Exercise goal: Every line from the start of the data through the line containing "Provide the mask" should be retyped exactly; the pictures should not.

Data excerpts:

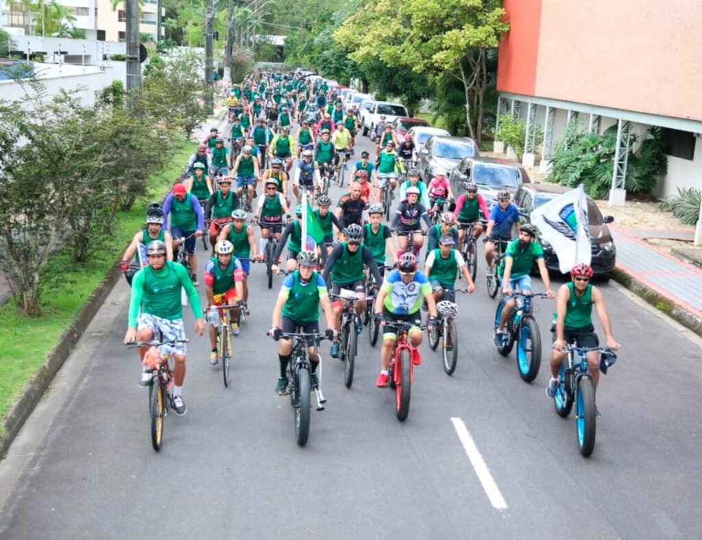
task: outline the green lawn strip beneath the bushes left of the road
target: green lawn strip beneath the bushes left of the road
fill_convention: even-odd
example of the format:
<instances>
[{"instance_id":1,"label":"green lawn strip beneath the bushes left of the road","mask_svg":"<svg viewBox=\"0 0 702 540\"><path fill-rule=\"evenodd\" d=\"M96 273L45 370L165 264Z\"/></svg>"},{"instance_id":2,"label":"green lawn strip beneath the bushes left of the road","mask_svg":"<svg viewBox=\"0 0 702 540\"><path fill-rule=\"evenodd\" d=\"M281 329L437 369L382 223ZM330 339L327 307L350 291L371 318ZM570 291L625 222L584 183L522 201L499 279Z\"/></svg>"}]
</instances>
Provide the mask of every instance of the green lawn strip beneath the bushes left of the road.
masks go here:
<instances>
[{"instance_id":1,"label":"green lawn strip beneath the bushes left of the road","mask_svg":"<svg viewBox=\"0 0 702 540\"><path fill-rule=\"evenodd\" d=\"M0 419L4 419L110 266L119 260L126 243L144 222L146 205L161 199L182 172L195 147L194 143L183 142L173 152L171 166L149 178L147 196L137 201L133 210L119 213L112 241L90 264L78 267L67 255L57 255L48 262L47 269L54 274L58 271L61 279L59 285L48 285L42 295L41 317L18 315L12 301L0 307L0 328L3 329L0 332ZM0 436L3 434L4 423L0 423Z\"/></svg>"}]
</instances>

Solution to the exercise:
task: outline the green lawn strip beneath the bushes left of the road
target: green lawn strip beneath the bushes left of the road
fill_convention: even-odd
example of the format:
<instances>
[{"instance_id":1,"label":"green lawn strip beneath the bushes left of the road","mask_svg":"<svg viewBox=\"0 0 702 540\"><path fill-rule=\"evenodd\" d=\"M96 273L45 370L165 264Z\"/></svg>"},{"instance_id":2,"label":"green lawn strip beneath the bushes left of the road","mask_svg":"<svg viewBox=\"0 0 702 540\"><path fill-rule=\"evenodd\" d=\"M281 329L437 369L382 223ZM330 339L327 307L350 291L371 318ZM570 291L625 222L584 183L522 201L499 279Z\"/></svg>"}]
</instances>
Provide the mask of every instance of the green lawn strip beneath the bushes left of the road.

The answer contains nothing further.